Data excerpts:
----------------
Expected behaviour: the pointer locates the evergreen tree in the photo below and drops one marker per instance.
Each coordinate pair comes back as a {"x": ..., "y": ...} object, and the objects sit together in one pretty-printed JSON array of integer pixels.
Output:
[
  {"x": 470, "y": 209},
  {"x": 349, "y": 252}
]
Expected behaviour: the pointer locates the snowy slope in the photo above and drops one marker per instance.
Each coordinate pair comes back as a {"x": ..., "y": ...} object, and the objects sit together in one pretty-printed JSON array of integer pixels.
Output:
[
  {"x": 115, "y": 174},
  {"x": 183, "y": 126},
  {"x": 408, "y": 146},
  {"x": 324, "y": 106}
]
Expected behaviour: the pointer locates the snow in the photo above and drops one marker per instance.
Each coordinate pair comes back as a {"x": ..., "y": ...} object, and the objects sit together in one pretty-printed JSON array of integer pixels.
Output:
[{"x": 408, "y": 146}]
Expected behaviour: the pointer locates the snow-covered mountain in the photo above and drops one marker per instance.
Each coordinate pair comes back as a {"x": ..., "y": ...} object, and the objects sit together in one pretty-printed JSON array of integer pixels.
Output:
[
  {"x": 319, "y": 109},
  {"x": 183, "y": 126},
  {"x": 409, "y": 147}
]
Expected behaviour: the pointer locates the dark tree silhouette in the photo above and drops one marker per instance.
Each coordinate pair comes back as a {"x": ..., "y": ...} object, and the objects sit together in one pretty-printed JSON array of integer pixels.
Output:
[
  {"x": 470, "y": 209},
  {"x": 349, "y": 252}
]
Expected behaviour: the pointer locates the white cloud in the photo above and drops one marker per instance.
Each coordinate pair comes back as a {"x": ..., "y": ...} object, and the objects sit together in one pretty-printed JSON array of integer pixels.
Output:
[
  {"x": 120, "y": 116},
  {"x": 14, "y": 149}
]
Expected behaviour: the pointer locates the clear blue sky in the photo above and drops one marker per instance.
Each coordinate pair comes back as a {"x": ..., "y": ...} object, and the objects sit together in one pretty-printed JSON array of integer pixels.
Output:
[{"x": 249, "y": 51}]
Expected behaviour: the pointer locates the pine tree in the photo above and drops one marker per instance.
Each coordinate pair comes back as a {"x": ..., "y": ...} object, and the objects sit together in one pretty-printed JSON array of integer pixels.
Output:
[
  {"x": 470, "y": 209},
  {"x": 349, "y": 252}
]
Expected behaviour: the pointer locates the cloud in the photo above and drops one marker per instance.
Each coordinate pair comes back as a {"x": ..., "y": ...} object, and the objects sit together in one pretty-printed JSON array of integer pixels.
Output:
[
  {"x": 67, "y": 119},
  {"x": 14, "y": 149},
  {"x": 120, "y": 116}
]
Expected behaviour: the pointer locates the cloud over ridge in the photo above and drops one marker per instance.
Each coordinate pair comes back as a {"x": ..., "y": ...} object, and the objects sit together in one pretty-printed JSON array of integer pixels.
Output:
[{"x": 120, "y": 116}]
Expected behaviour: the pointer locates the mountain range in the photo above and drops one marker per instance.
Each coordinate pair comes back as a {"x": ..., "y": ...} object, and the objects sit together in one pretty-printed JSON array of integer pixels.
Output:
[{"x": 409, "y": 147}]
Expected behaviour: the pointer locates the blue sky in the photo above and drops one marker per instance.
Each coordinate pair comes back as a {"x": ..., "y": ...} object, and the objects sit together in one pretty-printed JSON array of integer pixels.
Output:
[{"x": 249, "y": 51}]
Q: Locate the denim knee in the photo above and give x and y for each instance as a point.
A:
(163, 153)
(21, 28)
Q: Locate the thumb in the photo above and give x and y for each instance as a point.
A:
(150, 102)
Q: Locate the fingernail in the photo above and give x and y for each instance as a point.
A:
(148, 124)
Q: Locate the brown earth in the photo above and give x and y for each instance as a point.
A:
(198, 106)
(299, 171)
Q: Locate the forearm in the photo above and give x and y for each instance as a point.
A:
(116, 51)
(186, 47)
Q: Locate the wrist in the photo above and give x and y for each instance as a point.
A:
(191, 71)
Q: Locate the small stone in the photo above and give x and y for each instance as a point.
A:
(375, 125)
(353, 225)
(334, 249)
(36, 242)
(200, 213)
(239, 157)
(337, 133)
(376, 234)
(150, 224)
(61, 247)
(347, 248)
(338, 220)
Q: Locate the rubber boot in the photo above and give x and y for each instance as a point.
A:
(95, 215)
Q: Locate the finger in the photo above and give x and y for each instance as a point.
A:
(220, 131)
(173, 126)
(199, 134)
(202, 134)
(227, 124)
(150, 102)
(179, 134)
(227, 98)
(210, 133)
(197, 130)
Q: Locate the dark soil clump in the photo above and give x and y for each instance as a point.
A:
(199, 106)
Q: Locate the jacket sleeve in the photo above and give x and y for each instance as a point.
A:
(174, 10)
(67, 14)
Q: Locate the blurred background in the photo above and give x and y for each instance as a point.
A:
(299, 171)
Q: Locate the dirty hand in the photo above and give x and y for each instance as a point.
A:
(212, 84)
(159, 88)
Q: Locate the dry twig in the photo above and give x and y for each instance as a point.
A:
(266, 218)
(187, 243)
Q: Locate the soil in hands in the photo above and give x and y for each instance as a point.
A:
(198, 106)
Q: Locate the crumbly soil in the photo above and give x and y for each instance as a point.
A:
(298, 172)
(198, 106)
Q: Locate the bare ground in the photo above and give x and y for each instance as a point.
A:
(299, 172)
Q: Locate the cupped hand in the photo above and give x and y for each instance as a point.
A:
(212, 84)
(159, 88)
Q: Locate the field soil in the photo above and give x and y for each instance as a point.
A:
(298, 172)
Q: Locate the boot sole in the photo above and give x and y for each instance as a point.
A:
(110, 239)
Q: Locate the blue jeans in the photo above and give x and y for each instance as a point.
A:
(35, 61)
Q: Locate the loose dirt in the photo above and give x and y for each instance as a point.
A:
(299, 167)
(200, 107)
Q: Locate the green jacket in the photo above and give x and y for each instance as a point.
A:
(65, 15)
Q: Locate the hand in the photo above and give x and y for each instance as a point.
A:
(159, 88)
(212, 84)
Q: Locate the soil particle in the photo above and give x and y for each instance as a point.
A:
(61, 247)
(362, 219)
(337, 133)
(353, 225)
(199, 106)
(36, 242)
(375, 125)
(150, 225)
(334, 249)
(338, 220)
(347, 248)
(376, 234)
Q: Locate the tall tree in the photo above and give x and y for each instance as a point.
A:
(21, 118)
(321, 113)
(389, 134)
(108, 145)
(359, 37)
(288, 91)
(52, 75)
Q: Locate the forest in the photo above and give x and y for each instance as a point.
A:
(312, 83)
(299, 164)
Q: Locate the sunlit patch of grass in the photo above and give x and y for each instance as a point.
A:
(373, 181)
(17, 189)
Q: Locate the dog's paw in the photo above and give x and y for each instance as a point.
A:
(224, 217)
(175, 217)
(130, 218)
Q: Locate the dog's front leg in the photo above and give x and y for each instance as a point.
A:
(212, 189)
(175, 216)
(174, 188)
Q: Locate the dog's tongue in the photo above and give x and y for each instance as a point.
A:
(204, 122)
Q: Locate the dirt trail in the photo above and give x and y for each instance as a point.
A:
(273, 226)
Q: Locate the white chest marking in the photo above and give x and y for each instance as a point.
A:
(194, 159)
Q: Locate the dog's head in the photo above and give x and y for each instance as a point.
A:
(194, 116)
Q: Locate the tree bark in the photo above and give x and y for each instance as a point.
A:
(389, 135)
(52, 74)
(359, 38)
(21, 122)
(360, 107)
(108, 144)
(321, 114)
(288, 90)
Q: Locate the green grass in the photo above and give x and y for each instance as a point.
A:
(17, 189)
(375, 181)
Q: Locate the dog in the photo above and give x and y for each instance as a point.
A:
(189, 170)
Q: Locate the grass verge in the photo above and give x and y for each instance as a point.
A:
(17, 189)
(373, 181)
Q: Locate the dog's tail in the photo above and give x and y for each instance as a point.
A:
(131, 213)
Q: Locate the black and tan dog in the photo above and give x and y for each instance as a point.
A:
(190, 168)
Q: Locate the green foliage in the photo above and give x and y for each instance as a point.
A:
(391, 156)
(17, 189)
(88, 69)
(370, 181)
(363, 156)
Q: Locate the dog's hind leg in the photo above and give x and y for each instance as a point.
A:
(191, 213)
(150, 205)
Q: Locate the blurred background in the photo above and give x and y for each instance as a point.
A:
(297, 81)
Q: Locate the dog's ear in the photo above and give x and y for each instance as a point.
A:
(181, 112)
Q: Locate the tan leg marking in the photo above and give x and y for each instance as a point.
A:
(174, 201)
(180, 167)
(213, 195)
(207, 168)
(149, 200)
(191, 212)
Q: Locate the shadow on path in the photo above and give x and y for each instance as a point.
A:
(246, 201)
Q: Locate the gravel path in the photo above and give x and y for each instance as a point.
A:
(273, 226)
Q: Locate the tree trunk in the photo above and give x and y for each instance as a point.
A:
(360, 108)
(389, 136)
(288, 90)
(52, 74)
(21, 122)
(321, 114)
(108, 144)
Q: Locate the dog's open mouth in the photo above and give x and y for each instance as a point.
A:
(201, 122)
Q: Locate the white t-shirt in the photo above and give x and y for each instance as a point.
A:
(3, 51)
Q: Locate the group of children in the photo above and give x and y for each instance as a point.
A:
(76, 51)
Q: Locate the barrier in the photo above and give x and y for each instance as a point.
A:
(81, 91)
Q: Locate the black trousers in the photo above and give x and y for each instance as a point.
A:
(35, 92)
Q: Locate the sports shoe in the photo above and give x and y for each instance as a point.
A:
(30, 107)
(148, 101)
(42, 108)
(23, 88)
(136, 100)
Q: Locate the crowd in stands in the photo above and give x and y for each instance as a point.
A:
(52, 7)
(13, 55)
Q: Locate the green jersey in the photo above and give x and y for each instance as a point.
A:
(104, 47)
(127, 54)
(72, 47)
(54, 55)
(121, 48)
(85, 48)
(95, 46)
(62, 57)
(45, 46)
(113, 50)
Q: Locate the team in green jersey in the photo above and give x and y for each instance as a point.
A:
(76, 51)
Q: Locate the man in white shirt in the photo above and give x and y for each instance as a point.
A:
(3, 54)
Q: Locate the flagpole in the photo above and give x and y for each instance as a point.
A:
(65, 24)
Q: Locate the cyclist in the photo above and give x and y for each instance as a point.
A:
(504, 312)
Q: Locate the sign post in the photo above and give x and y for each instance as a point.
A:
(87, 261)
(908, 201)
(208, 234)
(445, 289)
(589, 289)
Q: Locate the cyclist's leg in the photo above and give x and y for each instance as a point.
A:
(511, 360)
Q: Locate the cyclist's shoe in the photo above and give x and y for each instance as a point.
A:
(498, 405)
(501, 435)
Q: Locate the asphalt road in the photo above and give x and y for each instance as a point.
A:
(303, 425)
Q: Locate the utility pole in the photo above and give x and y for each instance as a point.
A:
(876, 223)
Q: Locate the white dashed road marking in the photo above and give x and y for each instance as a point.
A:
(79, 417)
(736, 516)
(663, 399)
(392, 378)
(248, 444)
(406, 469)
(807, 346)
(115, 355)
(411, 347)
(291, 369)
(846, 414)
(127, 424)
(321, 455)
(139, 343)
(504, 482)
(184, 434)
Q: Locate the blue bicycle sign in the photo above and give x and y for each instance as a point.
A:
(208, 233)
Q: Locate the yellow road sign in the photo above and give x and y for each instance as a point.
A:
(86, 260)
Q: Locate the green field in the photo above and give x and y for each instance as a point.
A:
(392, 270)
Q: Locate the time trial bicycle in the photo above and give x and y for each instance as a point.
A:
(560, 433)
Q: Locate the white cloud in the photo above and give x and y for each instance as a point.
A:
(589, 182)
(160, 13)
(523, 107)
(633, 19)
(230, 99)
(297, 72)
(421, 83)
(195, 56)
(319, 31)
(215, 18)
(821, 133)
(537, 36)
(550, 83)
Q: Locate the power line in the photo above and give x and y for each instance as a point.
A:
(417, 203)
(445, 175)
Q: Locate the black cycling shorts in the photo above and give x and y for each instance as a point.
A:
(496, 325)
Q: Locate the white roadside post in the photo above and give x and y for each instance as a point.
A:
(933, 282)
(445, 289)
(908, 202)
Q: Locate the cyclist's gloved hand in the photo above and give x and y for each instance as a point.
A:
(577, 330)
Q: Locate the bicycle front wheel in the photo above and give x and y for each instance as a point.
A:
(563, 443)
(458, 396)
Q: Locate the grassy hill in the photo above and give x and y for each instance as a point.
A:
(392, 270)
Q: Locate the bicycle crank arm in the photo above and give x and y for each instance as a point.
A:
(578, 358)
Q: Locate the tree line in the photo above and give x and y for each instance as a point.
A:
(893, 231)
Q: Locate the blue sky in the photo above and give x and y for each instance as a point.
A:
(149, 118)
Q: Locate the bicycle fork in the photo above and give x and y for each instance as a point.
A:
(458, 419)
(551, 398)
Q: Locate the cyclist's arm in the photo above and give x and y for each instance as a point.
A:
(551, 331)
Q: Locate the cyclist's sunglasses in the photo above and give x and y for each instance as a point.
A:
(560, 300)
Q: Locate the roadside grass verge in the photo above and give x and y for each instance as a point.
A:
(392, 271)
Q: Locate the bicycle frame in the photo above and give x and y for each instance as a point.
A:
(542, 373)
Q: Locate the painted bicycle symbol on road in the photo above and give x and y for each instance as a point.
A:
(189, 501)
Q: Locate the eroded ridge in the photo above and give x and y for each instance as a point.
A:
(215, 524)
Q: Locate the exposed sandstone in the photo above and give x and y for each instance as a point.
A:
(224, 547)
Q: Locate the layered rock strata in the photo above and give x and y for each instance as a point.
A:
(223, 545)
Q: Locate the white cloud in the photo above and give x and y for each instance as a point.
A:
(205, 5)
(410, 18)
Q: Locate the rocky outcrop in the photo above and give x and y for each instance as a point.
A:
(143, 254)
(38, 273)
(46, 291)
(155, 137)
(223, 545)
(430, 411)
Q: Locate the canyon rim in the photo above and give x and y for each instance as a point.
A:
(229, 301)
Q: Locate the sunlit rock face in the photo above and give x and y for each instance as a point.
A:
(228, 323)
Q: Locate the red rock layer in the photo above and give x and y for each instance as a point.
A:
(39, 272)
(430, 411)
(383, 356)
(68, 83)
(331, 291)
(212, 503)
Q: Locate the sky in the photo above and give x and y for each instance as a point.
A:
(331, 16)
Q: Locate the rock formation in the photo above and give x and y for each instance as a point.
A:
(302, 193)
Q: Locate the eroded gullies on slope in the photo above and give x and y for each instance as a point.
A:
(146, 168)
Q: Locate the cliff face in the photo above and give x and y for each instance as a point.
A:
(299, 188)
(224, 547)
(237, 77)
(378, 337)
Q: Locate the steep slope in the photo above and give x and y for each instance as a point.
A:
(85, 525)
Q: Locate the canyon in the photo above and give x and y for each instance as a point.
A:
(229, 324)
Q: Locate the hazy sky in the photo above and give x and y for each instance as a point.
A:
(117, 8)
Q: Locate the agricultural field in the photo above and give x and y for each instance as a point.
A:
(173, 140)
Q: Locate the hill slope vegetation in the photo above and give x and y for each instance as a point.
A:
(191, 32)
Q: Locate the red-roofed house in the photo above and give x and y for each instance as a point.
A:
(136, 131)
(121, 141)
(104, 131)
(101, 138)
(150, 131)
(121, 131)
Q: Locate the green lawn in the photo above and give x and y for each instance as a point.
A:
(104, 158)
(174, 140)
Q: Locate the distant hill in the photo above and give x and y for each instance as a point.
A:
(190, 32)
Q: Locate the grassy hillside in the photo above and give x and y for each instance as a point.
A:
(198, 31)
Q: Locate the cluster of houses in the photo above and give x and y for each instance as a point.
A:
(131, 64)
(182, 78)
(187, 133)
----------------
* EXERCISE *
For every line of the data above that contains "cyclist", copy that line.

* COMPLETED TASK *
Q: Locate the cyclist in the photo above and give x and y for each instance as a point.
Q: Locate the cyclist's leg in the photo above and give x and y for each instance as a point.
Q: Locate the cyclist's shoe in the photo above and give x and y for each instance as a point.
Q: Locate the cyclist's gloved hand in the photo above and give x and y for each instance as a point.
Q: Locate the cyclist's arm in the photo above and give x and y for each instance as a point.
Q: Locate the cyclist's sunglasses in the photo above and give x and y for each instance as a point.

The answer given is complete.